== PASAJE DADO ==

Me gusta reflexionar, disfruto filosofando. Pero a veces me pregunto adónde me llevan tantas disquisiciones. Es apasionante especular panoramas, explorar alternativas. La perspectiva con que contemplamos el mundo escribe su relato, le confiere un significado que condiciona nuestro modo de orientarnos en él. Sin embargo, rara vez cambiamos por simples ideas.
Rara vez pensar, en sí mismo, nos transforma. Lo que modifica no es el conocimiento, ni siquiera la comprensión; lo que renueva es la experiencia viva, sacudiéndonos hasta el fondo: la experiencia que nos vulnera y nos hiere y nos cura. 

La comprensión de las cosas, su ilación lógica, su estructuración coherente, reorganiza la corteza racional de la mente. Atañe a las ideas, modela las convicciones y los principios de un modo enérgico, pero superficial, porque difícilmente sondea esa profundidad donde yace lo más primitivo de nuestro ser —y lo más potente—: las emociones y los sentimientos. Y la motivación de nuestras actitudes es emocional, no racional. 
Pensar mejor ayuda, por ejemplo, a ordenar el entorno. No es poco. Pensando mejor podemos ser más precisos y eficaces. Analizando podemos enunciar mejores modelos lógicos de la realidad, y por tanto ganar algo de control sobre ella, lo que nos hace sentirnos más seguros. Pensando mejor podemos ser más eficientes en la resolución de problemas, y por consiguiente aderezar algunos aspectos de nuestra vida y dar mejor respuesta a algunos de sus desafíos. 

Pero el miedo profundo que arrastramos desde niños, el desconcierto y el extravío, el hambre de sentido, la tristeza y la rabia, la impotencia y la neurosis, el desamparo y el desasosiego, todo eso no se puede manejar (no solo) con pensamientos, ni palabras, ni teorías, ni doctrinas. Todo eso pertenece al ámbito del misterio y el enigma. Son emociones, o complejos, o arquetipos. Para incidir en ellos hace falta recurrir a la experiencia: un contacto denso e intenso con una fuerza. Hace falta un impacto, un zarandeo, una convulsión, un estremecimiento. O bien una brisa serena, una inspiración oceánica, una gracia mística. La transformación profunda emerge de revoluciones emocionales: sacudidas de las circunstancias, presencia o ausencia de amor, odio, temor, confianza, alegría, tristeza… Conmoción o impacto: ese es el lenguaje del corazón.

== DATOS APORTADOS ==
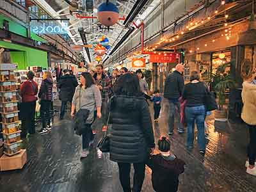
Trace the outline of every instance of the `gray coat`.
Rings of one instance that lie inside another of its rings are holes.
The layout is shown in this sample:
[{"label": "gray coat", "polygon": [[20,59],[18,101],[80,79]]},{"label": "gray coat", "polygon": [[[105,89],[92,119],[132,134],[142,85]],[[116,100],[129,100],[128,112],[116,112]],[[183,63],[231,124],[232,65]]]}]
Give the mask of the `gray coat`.
[{"label": "gray coat", "polygon": [[110,159],[142,163],[155,146],[148,106],[143,97],[114,97],[111,104]]}]

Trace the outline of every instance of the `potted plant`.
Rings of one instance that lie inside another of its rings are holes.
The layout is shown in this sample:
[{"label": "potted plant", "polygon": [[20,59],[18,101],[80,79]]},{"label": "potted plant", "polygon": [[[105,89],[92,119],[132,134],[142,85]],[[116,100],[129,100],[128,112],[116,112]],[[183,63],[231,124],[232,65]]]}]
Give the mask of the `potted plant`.
[{"label": "potted plant", "polygon": [[212,75],[211,86],[216,93],[218,109],[215,110],[215,120],[225,122],[228,119],[227,109],[225,108],[226,103],[225,93],[227,89],[235,86],[235,81],[230,76],[230,71],[227,68],[230,63],[225,63],[215,68]]},{"label": "potted plant", "polygon": [[145,80],[148,86],[148,89],[150,90],[151,82],[152,81],[152,71],[150,70],[146,70],[144,72]]}]

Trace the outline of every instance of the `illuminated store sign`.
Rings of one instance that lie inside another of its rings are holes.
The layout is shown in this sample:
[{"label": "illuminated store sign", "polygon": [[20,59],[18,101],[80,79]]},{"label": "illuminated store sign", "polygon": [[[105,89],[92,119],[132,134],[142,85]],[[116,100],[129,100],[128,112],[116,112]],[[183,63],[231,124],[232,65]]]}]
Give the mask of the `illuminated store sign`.
[{"label": "illuminated store sign", "polygon": [[52,24],[36,24],[31,27],[32,32],[36,34],[67,34],[68,30],[67,23],[63,23],[61,26]]}]

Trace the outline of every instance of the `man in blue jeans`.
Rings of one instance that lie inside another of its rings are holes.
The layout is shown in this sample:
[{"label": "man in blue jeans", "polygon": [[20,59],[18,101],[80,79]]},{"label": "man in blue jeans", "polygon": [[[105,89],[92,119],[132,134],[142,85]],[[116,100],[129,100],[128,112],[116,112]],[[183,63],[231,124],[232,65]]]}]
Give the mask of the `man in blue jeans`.
[{"label": "man in blue jeans", "polygon": [[173,134],[175,114],[177,114],[178,131],[179,133],[184,132],[184,126],[180,122],[180,103],[179,101],[184,87],[182,76],[184,69],[185,67],[182,64],[177,65],[175,70],[168,76],[165,81],[164,97],[169,100],[169,135]]}]

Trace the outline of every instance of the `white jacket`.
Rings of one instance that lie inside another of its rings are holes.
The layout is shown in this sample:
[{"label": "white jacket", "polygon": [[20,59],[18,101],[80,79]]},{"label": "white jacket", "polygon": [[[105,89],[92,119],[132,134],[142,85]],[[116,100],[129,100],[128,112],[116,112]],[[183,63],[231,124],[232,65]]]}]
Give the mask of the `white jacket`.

== OBJETIVO PLANTEADO ==
¿Puedes reproducir al pie de la letra el fragmento del pasaje dado que comienza con las palabras que contienen «Rara vez pensar, en» y termina con «emocional, no racional.»?

== SOLUCIÓN ==
Rara vez pensar, en sí mismo, nos transforma. Lo que modifica no es el conocimiento, ni siquiera la comprensión; lo que renueva es la experiencia viva, sacudiéndonos hasta el fondo: la experiencia que nos vulnera y nos hiere y nos cura. 

La comprensión de las cosas, su ilación lógica, su estructuración coherente, reorganiza la corteza racional de la mente. Atañe a las ideas, modela las convicciones y los principios de un modo enérgico, pero superficial, porque difícilmente sondea esa profundidad donde yace lo más primitivo de nuestro ser —y lo más potente—: las emociones y los sentimientos. Y la motivación de nuestras actitudes es emocional, no racional.